[What the task asks] In the entries below, find every line holding the string "amplifier" and collect it.

Dataset items
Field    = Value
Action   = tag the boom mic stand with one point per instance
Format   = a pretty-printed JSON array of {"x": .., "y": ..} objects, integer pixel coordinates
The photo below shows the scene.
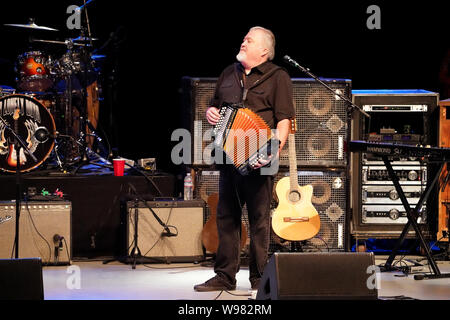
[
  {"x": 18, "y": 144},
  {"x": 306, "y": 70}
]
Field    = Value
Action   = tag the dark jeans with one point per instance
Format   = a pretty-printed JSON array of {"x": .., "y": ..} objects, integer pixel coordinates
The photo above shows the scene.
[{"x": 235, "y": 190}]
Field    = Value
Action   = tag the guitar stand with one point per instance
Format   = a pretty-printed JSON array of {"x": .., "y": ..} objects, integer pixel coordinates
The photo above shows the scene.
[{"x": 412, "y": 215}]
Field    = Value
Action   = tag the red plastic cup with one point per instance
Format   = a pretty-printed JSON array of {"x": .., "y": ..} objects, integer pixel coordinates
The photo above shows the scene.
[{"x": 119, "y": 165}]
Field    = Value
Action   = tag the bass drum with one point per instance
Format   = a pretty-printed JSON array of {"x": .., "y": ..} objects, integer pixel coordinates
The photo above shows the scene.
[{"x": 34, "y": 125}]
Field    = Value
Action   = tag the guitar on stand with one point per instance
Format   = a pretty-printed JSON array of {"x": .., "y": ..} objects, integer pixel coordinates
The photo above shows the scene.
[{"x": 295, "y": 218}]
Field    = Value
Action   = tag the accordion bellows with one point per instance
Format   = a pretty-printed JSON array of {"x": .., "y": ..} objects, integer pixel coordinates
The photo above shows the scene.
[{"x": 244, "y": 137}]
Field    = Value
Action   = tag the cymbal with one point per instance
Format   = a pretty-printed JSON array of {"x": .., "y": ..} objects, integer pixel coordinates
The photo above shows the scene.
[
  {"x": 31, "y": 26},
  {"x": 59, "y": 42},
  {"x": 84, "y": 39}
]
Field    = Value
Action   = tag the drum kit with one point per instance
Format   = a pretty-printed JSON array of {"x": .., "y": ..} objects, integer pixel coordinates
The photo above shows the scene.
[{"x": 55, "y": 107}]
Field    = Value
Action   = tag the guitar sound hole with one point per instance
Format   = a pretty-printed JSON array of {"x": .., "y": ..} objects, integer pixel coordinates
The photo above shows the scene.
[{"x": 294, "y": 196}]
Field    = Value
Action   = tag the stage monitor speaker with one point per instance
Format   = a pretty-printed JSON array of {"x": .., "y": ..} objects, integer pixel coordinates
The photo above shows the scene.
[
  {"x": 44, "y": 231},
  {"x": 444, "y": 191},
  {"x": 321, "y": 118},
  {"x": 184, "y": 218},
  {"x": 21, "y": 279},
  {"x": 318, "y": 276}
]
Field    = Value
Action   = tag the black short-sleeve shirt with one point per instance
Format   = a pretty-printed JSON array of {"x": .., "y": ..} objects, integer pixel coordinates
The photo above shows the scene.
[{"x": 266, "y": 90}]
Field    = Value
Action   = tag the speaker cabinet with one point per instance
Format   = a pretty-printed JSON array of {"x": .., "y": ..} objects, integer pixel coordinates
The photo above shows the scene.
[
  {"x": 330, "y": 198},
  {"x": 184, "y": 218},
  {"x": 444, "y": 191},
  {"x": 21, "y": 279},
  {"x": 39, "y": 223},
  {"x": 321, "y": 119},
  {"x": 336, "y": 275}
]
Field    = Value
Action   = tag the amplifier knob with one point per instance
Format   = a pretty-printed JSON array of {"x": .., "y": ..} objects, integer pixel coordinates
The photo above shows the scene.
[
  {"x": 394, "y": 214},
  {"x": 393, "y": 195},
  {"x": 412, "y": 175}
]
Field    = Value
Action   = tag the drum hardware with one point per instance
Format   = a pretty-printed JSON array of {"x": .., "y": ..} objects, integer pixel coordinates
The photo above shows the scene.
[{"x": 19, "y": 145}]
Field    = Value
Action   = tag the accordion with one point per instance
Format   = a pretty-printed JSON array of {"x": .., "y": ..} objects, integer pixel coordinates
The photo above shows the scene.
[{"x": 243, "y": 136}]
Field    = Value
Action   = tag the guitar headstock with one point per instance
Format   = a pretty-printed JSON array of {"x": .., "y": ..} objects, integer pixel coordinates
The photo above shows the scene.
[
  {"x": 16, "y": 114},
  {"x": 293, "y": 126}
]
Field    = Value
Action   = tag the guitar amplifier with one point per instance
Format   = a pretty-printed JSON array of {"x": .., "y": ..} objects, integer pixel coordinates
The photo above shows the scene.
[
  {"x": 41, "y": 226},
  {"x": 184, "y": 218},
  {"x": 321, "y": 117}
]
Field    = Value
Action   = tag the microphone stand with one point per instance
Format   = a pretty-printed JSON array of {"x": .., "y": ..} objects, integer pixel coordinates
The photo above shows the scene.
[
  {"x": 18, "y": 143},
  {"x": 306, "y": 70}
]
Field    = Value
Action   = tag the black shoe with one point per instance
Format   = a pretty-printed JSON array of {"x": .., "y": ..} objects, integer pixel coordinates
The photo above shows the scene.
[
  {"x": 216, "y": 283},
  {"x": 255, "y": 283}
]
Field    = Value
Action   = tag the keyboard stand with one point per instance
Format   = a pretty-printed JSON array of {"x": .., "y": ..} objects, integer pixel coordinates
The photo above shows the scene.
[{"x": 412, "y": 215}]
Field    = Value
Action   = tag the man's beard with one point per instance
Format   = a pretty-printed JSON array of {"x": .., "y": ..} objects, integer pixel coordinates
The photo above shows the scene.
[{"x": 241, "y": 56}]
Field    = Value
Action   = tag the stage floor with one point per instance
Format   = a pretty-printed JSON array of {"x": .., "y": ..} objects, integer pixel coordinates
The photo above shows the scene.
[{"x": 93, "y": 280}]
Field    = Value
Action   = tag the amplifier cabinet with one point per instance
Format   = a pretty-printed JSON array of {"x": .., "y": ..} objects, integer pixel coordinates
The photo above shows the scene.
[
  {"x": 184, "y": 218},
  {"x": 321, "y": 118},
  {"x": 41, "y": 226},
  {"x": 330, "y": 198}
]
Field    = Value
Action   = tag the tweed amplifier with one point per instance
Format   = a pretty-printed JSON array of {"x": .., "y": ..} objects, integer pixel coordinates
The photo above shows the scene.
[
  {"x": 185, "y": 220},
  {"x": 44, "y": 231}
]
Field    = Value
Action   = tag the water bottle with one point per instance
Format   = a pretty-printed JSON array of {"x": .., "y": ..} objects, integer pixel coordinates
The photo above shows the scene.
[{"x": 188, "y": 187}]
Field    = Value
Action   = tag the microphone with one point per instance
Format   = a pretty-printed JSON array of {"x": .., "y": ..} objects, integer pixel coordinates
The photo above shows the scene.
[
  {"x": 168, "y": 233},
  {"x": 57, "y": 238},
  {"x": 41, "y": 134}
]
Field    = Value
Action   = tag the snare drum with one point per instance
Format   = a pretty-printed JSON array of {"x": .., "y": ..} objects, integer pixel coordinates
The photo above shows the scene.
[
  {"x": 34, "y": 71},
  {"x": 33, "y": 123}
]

---

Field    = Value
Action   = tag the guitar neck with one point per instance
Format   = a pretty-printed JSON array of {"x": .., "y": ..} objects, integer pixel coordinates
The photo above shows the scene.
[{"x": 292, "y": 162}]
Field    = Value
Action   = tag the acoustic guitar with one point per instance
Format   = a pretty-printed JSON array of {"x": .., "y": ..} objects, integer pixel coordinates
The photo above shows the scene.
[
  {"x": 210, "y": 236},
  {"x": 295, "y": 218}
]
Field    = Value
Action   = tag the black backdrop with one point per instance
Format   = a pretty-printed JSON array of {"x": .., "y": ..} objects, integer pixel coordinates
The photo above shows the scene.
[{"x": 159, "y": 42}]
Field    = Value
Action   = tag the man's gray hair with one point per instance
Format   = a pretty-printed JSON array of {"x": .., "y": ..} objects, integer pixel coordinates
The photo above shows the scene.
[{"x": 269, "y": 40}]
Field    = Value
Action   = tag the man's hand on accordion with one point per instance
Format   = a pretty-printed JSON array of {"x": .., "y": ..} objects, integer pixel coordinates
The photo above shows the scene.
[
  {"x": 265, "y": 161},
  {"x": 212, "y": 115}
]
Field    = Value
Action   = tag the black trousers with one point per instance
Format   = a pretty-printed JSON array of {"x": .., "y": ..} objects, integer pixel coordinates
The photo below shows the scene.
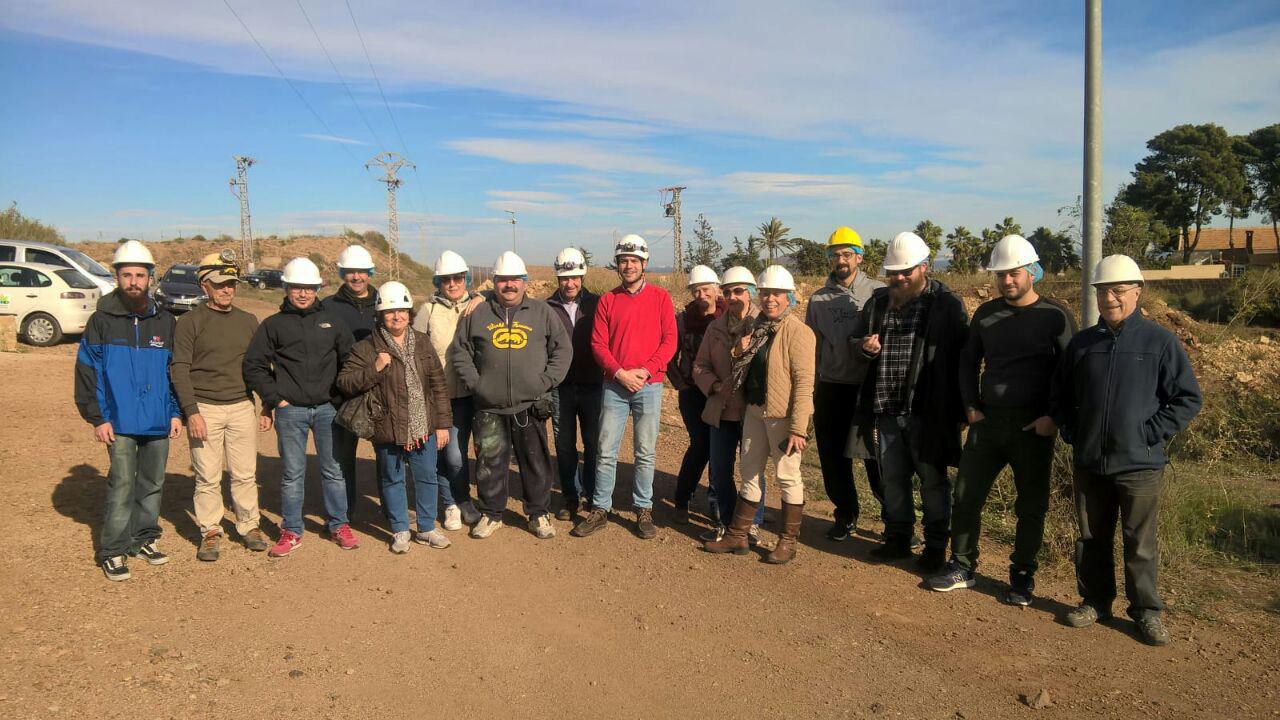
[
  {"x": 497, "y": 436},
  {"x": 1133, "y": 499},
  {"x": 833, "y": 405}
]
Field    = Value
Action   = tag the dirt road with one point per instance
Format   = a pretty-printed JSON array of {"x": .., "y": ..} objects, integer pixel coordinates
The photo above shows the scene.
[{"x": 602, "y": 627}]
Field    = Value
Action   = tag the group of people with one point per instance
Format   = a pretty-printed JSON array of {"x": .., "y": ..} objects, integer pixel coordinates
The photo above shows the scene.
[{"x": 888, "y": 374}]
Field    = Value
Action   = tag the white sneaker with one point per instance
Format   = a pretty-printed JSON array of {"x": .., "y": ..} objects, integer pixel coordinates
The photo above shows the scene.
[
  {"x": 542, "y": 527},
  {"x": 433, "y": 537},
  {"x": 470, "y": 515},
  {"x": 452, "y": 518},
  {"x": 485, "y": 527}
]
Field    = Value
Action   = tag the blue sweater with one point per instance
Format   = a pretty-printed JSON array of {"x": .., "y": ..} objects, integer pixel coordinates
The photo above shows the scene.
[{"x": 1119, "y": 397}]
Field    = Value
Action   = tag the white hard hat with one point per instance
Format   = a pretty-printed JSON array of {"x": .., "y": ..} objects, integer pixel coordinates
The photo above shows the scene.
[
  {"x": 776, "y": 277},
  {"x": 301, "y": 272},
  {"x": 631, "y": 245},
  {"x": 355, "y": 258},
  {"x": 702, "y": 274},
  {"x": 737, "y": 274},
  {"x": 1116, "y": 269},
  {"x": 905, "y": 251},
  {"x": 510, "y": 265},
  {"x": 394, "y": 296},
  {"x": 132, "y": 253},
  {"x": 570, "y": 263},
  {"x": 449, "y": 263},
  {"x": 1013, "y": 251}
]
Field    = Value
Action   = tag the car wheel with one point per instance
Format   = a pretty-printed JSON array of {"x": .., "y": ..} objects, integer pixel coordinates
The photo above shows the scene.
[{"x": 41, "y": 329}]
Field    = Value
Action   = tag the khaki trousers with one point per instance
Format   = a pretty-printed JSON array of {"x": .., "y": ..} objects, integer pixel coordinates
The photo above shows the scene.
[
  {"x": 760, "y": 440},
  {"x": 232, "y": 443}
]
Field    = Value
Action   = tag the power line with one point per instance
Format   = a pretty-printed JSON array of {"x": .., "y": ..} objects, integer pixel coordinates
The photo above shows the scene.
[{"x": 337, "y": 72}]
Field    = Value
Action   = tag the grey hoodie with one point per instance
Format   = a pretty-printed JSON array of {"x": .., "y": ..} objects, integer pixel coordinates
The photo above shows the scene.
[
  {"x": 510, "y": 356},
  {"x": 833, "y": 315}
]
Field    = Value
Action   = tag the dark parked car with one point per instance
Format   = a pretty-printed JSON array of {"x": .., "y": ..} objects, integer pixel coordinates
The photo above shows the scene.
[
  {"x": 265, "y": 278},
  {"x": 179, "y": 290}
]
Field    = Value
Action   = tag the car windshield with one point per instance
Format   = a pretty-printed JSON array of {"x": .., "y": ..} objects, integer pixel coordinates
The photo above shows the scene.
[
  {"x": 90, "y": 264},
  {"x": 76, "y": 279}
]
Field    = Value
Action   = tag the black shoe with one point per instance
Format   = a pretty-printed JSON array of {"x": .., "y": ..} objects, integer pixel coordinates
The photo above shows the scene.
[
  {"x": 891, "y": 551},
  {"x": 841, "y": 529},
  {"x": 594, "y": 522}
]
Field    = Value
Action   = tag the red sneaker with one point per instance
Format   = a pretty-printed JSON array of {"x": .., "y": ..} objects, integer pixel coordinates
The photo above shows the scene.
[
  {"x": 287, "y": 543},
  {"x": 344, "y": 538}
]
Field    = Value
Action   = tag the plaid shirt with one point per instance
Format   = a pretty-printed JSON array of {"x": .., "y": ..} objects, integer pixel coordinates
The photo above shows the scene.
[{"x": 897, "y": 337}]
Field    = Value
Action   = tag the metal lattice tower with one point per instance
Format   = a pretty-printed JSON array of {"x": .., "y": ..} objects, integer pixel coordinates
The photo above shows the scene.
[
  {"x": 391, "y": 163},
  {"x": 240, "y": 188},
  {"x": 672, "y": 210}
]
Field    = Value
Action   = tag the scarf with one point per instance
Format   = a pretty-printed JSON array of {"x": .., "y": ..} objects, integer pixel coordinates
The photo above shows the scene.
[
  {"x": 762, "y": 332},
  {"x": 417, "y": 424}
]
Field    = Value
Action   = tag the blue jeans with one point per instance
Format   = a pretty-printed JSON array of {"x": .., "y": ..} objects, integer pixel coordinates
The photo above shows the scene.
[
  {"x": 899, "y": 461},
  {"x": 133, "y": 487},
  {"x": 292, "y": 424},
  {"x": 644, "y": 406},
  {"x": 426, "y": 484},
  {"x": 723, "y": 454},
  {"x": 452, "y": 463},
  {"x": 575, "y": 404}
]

--

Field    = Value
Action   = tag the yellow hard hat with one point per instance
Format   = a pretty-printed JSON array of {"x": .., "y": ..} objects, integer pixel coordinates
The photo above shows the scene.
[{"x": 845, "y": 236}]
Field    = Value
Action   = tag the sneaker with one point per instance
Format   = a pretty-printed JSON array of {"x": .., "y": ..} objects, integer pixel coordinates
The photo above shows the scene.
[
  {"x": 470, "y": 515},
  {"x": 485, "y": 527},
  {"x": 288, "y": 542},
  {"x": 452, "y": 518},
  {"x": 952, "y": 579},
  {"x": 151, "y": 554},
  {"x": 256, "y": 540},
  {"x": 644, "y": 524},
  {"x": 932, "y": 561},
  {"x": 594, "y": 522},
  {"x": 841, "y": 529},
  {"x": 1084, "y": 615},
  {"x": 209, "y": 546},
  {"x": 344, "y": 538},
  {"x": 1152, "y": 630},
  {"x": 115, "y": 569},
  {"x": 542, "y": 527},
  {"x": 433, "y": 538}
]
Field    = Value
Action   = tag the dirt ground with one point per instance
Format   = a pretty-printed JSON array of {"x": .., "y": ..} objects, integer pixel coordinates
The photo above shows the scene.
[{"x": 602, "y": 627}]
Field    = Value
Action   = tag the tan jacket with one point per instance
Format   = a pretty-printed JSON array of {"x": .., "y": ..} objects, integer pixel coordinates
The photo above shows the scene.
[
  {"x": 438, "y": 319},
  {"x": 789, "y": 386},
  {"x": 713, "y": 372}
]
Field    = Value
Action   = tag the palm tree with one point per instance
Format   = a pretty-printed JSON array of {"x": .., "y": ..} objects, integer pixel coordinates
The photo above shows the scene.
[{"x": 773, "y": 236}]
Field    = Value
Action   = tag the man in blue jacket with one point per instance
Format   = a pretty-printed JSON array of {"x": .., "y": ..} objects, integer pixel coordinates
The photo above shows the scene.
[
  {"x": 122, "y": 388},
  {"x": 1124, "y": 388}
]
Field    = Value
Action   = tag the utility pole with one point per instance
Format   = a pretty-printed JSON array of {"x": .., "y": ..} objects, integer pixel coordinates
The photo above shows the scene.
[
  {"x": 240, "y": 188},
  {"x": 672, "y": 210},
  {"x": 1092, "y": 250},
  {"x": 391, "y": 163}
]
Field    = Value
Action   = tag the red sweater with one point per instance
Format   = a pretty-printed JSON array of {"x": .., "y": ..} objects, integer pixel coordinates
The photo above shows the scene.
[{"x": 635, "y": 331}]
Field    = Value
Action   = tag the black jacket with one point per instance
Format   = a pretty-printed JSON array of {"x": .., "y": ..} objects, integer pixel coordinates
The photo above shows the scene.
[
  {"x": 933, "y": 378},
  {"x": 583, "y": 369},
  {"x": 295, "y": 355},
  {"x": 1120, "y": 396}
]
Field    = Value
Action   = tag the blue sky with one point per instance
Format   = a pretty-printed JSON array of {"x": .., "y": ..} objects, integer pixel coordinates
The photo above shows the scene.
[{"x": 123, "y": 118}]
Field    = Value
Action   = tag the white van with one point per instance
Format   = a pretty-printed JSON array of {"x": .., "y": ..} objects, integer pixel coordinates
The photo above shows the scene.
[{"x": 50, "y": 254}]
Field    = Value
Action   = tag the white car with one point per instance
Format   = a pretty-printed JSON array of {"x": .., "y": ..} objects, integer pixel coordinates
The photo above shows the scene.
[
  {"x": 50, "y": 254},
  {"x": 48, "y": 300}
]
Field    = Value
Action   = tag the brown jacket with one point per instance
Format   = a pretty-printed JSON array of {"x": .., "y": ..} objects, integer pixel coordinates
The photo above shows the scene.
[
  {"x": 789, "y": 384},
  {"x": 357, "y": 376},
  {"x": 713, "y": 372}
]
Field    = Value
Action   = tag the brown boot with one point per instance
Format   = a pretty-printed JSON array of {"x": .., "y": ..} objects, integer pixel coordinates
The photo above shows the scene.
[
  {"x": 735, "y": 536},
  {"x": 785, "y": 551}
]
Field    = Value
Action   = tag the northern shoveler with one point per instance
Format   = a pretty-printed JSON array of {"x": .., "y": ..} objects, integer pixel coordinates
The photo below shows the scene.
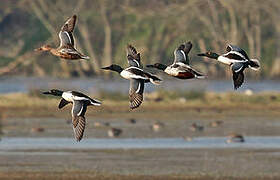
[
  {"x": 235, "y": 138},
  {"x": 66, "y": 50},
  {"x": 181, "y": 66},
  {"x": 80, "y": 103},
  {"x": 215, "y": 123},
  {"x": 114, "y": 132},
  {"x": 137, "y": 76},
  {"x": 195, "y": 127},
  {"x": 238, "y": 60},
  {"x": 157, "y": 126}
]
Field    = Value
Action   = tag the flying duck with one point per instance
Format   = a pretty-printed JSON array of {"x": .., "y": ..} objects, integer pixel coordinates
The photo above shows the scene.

[Solution for this task]
Action   = tag the amplifier knob with one point per instance
Action   = tag the guitar amplifier with one point per instance
Action   = tag the amplifier cabinet with one point per instance
Action   = tag the tweed amplifier with one point per instance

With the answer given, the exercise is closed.